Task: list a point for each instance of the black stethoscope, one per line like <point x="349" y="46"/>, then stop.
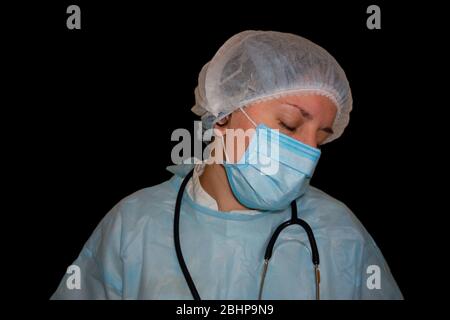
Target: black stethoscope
<point x="269" y="249"/>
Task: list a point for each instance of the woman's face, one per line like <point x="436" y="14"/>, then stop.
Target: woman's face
<point x="306" y="118"/>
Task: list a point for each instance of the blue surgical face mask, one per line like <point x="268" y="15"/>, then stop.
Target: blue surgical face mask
<point x="274" y="171"/>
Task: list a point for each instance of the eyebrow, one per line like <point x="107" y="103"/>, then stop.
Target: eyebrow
<point x="309" y="116"/>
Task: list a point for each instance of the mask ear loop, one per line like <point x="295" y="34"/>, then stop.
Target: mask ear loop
<point x="224" y="148"/>
<point x="248" y="117"/>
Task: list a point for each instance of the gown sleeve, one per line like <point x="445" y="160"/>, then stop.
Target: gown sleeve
<point x="377" y="282"/>
<point x="99" y="264"/>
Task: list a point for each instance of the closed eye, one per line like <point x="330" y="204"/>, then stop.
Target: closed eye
<point x="284" y="125"/>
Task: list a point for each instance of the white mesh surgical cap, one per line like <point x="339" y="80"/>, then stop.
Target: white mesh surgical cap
<point x="253" y="66"/>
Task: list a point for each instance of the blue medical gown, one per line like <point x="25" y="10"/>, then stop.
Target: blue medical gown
<point x="131" y="253"/>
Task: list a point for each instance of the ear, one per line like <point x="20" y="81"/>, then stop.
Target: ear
<point x="222" y="124"/>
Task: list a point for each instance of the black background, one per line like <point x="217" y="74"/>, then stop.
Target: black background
<point x="95" y="108"/>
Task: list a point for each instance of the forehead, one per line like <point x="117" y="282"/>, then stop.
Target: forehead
<point x="314" y="104"/>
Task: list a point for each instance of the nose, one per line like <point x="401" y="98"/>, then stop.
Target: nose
<point x="307" y="136"/>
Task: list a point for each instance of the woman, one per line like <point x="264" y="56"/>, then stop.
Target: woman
<point x="212" y="243"/>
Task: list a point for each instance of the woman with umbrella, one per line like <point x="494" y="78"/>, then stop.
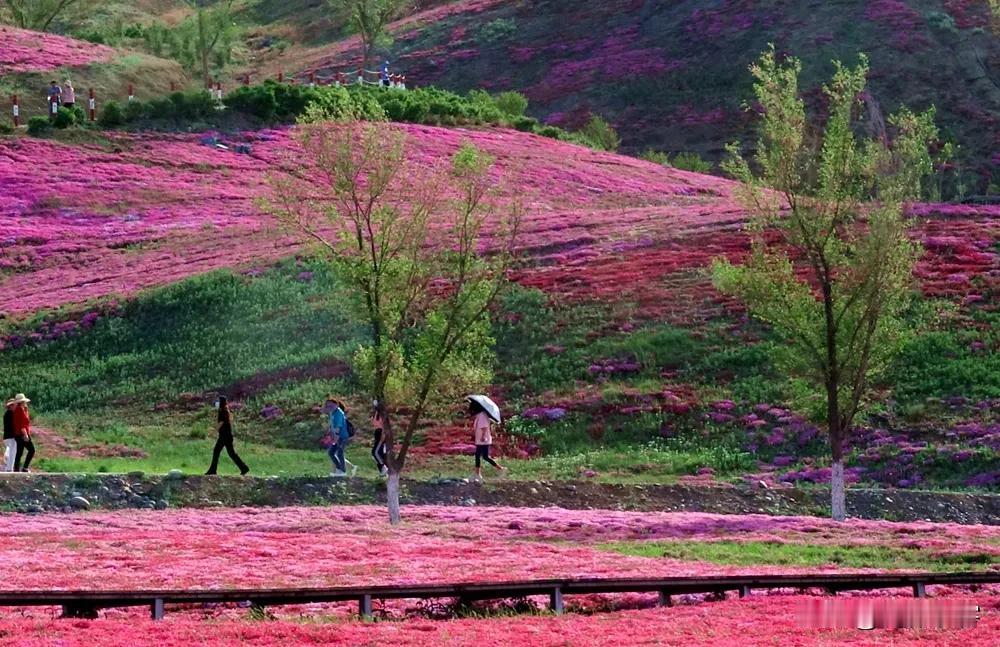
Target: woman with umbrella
<point x="483" y="412"/>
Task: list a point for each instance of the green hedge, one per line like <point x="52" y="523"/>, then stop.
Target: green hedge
<point x="271" y="103"/>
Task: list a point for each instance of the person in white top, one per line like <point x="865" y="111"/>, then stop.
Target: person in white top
<point x="483" y="437"/>
<point x="68" y="94"/>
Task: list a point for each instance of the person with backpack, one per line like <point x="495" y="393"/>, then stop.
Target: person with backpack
<point x="224" y="425"/>
<point x="341" y="433"/>
<point x="9" y="439"/>
<point x="22" y="433"/>
<point x="483" y="436"/>
<point x="378" y="444"/>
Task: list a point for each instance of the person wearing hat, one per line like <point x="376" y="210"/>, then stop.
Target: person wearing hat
<point x="9" y="439"/>
<point x="224" y="425"/>
<point x="22" y="433"/>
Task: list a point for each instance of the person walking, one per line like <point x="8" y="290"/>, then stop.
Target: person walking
<point x="54" y="98"/>
<point x="9" y="438"/>
<point x="341" y="435"/>
<point x="68" y="95"/>
<point x="22" y="433"/>
<point x="378" y="444"/>
<point x="224" y="425"/>
<point x="482" y="433"/>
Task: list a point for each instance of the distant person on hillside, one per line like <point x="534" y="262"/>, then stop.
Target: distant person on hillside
<point x="482" y="433"/>
<point x="340" y="433"/>
<point x="224" y="425"/>
<point x="22" y="432"/>
<point x="378" y="446"/>
<point x="68" y="96"/>
<point x="55" y="97"/>
<point x="9" y="439"/>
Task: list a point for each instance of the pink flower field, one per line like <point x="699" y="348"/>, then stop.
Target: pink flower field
<point x="308" y="546"/>
<point x="346" y="545"/>
<point x="29" y="51"/>
<point x="80" y="222"/>
<point x="752" y="622"/>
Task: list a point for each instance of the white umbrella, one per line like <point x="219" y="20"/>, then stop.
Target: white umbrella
<point x="489" y="406"/>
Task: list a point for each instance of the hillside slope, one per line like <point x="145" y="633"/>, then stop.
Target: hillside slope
<point x="672" y="75"/>
<point x="133" y="211"/>
<point x="29" y="60"/>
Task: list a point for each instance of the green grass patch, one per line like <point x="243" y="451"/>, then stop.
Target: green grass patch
<point x="762" y="553"/>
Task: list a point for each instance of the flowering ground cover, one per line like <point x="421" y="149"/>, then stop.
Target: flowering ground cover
<point x="114" y="217"/>
<point x="308" y="546"/>
<point x="342" y="546"/>
<point x="755" y="621"/>
<point x="671" y="75"/>
<point x="30" y="51"/>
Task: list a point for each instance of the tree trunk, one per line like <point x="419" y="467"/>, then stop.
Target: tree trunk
<point x="392" y="497"/>
<point x="838" y="498"/>
<point x="838" y="494"/>
<point x="203" y="47"/>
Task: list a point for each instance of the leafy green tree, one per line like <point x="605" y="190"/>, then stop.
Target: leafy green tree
<point x="370" y="19"/>
<point x="408" y="240"/>
<point x="36" y="14"/>
<point x="830" y="267"/>
<point x="207" y="37"/>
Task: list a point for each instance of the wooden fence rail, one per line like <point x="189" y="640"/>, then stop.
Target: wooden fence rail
<point x="85" y="603"/>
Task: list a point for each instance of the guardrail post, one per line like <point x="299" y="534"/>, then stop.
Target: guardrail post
<point x="79" y="610"/>
<point x="555" y="601"/>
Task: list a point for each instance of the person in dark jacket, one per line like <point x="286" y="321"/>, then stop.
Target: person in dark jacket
<point x="9" y="438"/>
<point x="224" y="425"/>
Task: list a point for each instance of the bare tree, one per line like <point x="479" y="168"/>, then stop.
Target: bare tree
<point x="36" y="14"/>
<point x="370" y="18"/>
<point x="408" y="242"/>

========

From the listing above, output exactly the run of lines that starts with the line containing "Target: person wearing hat" and ends with the line containing "person walking, one".

Target: person wearing hat
<point x="9" y="439"/>
<point x="224" y="425"/>
<point x="22" y="433"/>
Task: list a point for each instance of the person walking, one per line like <point x="8" y="290"/>, then stop.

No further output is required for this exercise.